• _Text_
SOLVED: Re: [lug] iptables, windows & ipmasq

Ben Luey lueyb at jilau1.Colorado.EDU
Wed Mar 24 18:10:18 MST 2004


Thanks for all the help! I finally got some logs in arpwatch and it showed
another MAC with the ip 10.0.0.1 (ip of the firewall). Turns out I have a
"smart" hub that has an IP address which unfortunately was that of my
firewall. The windows machines kept asking the HUB to route their packets
(thus I could ping the firewall, but nothing else). I don't know why the
linux box was unaffected, but oh well. I reconfigured it to take another
IP address, and everything looks good. I must have had some setting error
when I tried a different hub.

Thanks again!

Ben

Ben Luey
lueyb at jilau1.colorado.edu
On Wed, 24 Mar 2004, Ben Luey wrote:

> Thanks for the suggestions: New information is that I have confirmed that
> the problem is intermittent. I didn't touch anything and the connect came
> and went and came and went on the windows boxes.
>
> > When I see intermittent network problems, I've found it is often a
> > problem with ARP and duplicate IP addresses.  "arpwatch" is a handy tool
> > for discovering these things.
>
> I installed arpwatch, and it is listening to both eth0 and eth1. So far I
> don't see anything in /var/lib/arpwatch/ethX -- I'm not sure if that is
> normal, but I'm not seeing any errors.
>
> > I've also seen problems like this when a network has two (or more!) NICs
> > with duplicate MAC addresses.

• _Exercise set_
1/ In the mailing list post, what device turned out to have the firewall's IP address?
2/ Quote the mailing list post from "Thanks for all" through "Thanks again!".
3/ Extend the mailing list post, picking up after its final line.
The records below come from a different source than the mailing list post.

• _Data records_

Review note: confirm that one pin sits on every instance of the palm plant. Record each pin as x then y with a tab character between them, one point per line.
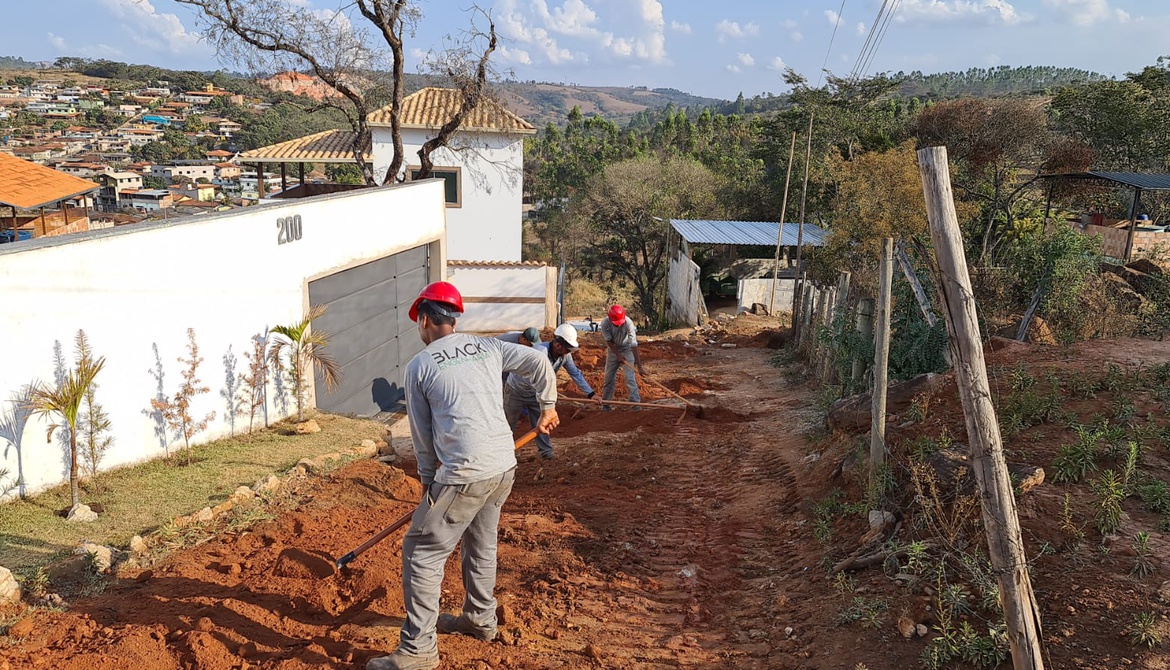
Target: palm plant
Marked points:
66	400
302	347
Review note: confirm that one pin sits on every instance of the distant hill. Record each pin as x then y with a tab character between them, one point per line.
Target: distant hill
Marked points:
991	82
543	102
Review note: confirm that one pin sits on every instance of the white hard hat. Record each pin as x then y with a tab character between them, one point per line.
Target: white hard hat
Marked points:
566	332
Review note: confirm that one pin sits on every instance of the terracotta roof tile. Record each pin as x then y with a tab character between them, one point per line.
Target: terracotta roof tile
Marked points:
433	106
27	185
327	146
495	263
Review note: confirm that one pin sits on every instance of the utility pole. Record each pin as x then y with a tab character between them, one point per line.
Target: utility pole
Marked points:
997	501
798	276
881	360
779	234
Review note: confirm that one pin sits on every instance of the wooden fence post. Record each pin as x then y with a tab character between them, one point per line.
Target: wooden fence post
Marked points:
881	360
866	333
998	503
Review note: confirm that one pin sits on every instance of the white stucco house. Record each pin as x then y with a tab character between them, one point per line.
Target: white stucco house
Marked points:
482	171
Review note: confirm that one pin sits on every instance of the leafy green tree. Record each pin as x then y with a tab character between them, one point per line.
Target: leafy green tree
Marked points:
626	208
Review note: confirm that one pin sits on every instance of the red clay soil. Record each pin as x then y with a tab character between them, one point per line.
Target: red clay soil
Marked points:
646	544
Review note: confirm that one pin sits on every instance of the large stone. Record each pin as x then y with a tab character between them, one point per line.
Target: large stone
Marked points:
9	589
854	412
307	427
269	484
102	555
82	513
955	463
138	545
242	495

• _Answer set_
1/ A "smart" hub had the firewall's IP address.

2/
Thanks for all the help! I finally got some logs in arpwatch and it showed
another MAC with the ip 10.0.0.1 (ip of the firewall). Turns out I have a
"smart" hub that has an IP address which unfortunately was that of my
firewall. The windows machines kept asking the HUB to route their packets
(thus I could ping the firewall, but nothing else). I don't know why the
linux box was unaffected, but oh well. I reconfigured it to take another
IP address, and everything looks good. I must have had some setting error
when I tried a different hub.

Thanks again!

3/
>
> > It could also be a bad hub, switch or NIC.  Try disconnecting things
> > until it starts working.
>
> I have this problem with just the firewall and one windows box installed.
> I've switched hubs, and get the same problem.
>
> > It wasn't clear to me from your message if your network has worked in
> > the past.  If it has, and the only new thing is your Linux firewall,
> > then focus on that.
>
> Before all the computers had a static routable IP address. I'm trying to
> migrate them to be behind a firewall. So this internal network never
> existed before.
>
>
> > Some comments on your iptables file:
> > 1. Why do people use $IPTABLES?  It's not just you, I see it many
> > times.  I'd just use the actual command.  If it's a typing shortcut, why
> > not use $x or $ipt?  Heh.
>
> I had "iptables" but at somepoint I thought I needed to change it to
> "/sbin/iptables" and just copied $IPTABLES from an example. Yes, $ipt is
> nicers and shorter.
>
>
> > 2. Your "Clear every rule" part is strange.  I like this myself:
> > for T in $(cat /proc/net/ip_tables_names)
> > do
> > 	iptables -t $T -F
> > 	iptables -t $T -X
> > done
>
> I think mine does the trick though.
>
>
> > 4. I think you might also want:
> > iptables -t nat -P PREROUTING ACCEPT
> > iptables -t nat -P POSTROUTING ACCEPT
> > iptables -t nat -P OUTPUT ACCEPT
>
> I put that in, and it started working. But then later the internet was
> very slow on the windows machines (maybe DNS resolution). And then it
> stopped working again. And then later it was back, but slow. All the while
> the linux box was rock solid.
>
> So then I installed shorewall, and same problem: internet from the linux
> box works fine, but the windows boxes weren't working.
>
> So, I'm thinking that the problem isn't iptables. But I don't know what
> else it could be. Maybe a strange windows setting (XP Professional and win
> 2000)? But they are setup with external DNS, 10.0.0.1 (firewall, internal)
> as the gateway and an internal ip address. What else is there that
> matters? Internal networking stuff not realating to the firewall works --
> (windows file sharing, etc) but I can't ssh from the windows boxes to the
> firewall, so it isn't just the ip masq that is the problem.
>
> Any ideas on what is going on, or what else to look for?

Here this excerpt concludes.